## TASK REQUIREMENTS
Your answer should be the entries, repeated exactly.

## INPUT DATA
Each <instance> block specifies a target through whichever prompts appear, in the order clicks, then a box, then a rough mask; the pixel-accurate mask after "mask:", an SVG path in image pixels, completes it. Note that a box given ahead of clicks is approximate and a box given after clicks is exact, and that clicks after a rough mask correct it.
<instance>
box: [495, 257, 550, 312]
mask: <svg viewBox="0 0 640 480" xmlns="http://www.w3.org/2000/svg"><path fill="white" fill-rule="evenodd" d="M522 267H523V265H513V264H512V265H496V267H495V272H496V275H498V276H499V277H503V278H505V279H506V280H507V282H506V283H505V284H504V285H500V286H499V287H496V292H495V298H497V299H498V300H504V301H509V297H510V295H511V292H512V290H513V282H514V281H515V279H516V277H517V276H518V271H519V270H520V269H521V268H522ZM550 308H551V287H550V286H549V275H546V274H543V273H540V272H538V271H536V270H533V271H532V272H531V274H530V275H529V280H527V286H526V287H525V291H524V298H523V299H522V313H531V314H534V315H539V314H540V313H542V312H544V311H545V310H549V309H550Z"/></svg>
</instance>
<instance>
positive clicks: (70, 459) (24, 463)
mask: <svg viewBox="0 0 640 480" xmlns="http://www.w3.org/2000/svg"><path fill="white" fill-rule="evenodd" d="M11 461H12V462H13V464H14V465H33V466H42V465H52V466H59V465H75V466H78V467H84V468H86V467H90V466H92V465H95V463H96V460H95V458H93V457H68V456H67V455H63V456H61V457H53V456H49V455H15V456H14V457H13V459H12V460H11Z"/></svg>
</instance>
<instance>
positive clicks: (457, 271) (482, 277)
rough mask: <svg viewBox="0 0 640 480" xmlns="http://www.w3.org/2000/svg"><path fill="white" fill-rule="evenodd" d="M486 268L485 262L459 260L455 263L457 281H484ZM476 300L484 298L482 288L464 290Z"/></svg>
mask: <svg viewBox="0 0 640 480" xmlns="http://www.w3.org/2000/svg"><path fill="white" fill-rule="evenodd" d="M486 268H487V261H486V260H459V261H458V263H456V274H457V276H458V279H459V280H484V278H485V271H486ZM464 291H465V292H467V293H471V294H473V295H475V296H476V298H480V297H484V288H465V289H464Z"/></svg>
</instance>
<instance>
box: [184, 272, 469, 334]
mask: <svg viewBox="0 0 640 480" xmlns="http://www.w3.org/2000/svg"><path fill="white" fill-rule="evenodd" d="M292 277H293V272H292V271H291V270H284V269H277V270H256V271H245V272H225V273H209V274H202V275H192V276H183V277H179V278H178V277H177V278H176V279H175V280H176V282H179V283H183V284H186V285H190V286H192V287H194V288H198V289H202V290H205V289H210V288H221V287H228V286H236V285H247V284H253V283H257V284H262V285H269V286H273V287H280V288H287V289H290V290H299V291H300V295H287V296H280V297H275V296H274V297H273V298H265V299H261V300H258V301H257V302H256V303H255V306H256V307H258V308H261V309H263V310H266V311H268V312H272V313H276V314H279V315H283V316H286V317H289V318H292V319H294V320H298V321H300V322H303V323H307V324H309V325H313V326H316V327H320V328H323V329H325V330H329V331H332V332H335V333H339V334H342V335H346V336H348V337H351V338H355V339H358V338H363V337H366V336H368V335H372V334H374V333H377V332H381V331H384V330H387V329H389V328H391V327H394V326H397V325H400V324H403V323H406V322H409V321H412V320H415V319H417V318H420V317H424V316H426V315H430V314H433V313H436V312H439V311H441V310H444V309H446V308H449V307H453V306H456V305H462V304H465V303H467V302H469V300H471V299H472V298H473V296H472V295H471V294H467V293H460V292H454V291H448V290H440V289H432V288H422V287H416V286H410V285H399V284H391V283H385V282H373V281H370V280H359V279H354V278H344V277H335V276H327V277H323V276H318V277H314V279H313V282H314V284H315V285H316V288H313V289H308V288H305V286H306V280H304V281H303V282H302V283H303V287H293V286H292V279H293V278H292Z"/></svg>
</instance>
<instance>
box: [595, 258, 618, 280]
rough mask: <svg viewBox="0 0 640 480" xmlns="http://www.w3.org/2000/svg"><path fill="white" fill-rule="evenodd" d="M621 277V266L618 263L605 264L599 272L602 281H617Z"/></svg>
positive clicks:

## SOLUTION TO THIS EXERCISE
Each <instance> block specifies a target through whichever prompts appear, in the order clicks, then a box, then a rough mask; the pixel-accurate mask after "mask:", an SVG path in image pixels, completes it. Note that a box given ahead of clicks is approximate and a box given after clicks is exact, and that clicks after a rough mask correct it.
<instance>
box: [495, 257, 550, 312]
mask: <svg viewBox="0 0 640 480" xmlns="http://www.w3.org/2000/svg"><path fill="white" fill-rule="evenodd" d="M522 267H523V265H513V264H512V265H496V267H495V272H496V275H498V276H499V277H503V278H505V279H506V280H507V282H506V283H505V284H504V285H500V286H499V287H496V292H495V298H497V299H498V300H504V301H509V297H510V295H511V292H512V290H513V282H514V281H515V279H516V277H517V276H518V271H519V270H520V269H521V268H522ZM550 308H551V287H550V286H549V275H546V274H543V273H540V272H538V271H536V270H533V271H532V272H531V274H530V275H529V280H527V286H526V287H525V291H524V298H523V299H522V313H531V314H534V315H539V314H540V313H542V312H544V311H545V310H549V309H550Z"/></svg>
</instance>
<instance>
positive clicks: (70, 459) (24, 463)
mask: <svg viewBox="0 0 640 480" xmlns="http://www.w3.org/2000/svg"><path fill="white" fill-rule="evenodd" d="M11 461H12V462H13V464H14V465H33V466H42V465H52V466H59V465H75V466H78V467H84V468H86V467H90V466H92V465H95V463H96V460H95V458H93V457H68V456H67V455H63V456H61V457H53V456H49V455H15V456H14V457H13V459H12V460H11Z"/></svg>
</instance>
<instance>
positive clicks: (457, 271) (482, 277)
rough mask: <svg viewBox="0 0 640 480" xmlns="http://www.w3.org/2000/svg"><path fill="white" fill-rule="evenodd" d="M486 268L485 262L459 260L455 263L457 281H484ZM476 300L484 298L482 288L464 290Z"/></svg>
mask: <svg viewBox="0 0 640 480" xmlns="http://www.w3.org/2000/svg"><path fill="white" fill-rule="evenodd" d="M486 268H487V261H486V260H459V261H458V263H456V274H457V276H458V279H459V280H484V278H485V271H486ZM464 291H465V292H467V293H471V294H473V295H475V296H476V298H480V297H484V288H465V289H464Z"/></svg>
</instance>
<instance>
box: [184, 272, 469, 334]
mask: <svg viewBox="0 0 640 480" xmlns="http://www.w3.org/2000/svg"><path fill="white" fill-rule="evenodd" d="M292 277H293V272H292V271H291V270H284V269H277V270H256V271H245V272H225V273H209V274H202V275H192V276H183V277H179V278H178V277H177V278H176V279H175V280H176V282H179V283H183V284H186V285H190V286H192V287H194V288H198V289H202V290H205V289H210V288H221V287H228V286H236V285H247V284H253V283H257V284H262V285H269V286H273V287H280V288H287V289H290V290H299V291H300V295H287V296H280V297H275V296H274V297H273V298H265V299H261V300H258V301H257V302H256V303H255V306H256V307H258V308H261V309H263V310H266V311H268V312H272V313H276V314H279V315H283V316H286V317H289V318H292V319H294V320H298V321H300V322H303V323H307V324H309V325H313V326H316V327H320V328H323V329H325V330H329V331H332V332H335V333H339V334H342V335H346V336H348V337H351V338H355V339H358V338H363V337H366V336H368V335H372V334H374V333H377V332H381V331H384V330H387V329H389V328H391V327H394V326H397V325H400V324H403V323H406V322H409V321H412V320H415V319H417V318H420V317H424V316H426V315H430V314H433V313H436V312H439V311H441V310H444V309H446V308H449V307H453V306H456V305H462V304H465V303H467V302H469V300H471V299H472V298H473V296H472V295H471V294H467V293H460V292H454V291H448V290H440V289H432V288H422V287H416V286H410V285H399V284H391V283H385V282H373V281H370V280H359V279H354V278H344V277H335V276H327V277H323V276H318V277H314V279H313V282H314V284H315V285H316V288H313V289H308V288H305V286H306V280H304V281H303V282H302V283H303V287H293V286H292V279H293V278H292Z"/></svg>
</instance>
<instance>
box: [595, 258, 618, 280]
rough mask: <svg viewBox="0 0 640 480" xmlns="http://www.w3.org/2000/svg"><path fill="white" fill-rule="evenodd" d="M621 277V266L618 263L605 264L599 272L602 281H617Z"/></svg>
positive clicks:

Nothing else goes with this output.